Data drawn from a collection:
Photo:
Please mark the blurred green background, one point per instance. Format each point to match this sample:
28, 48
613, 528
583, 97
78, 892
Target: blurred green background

What you should do =>
Rewrite the data above with every "blurred" swapped for "soft-focus", keeping everything else the same.

Solution to this task =>
Photo:
Please mark the soft-focus green background, one point per instance. Format each point to match this sample:
28, 48
613, 528
583, 97
78, 892
Target: soft-focus green background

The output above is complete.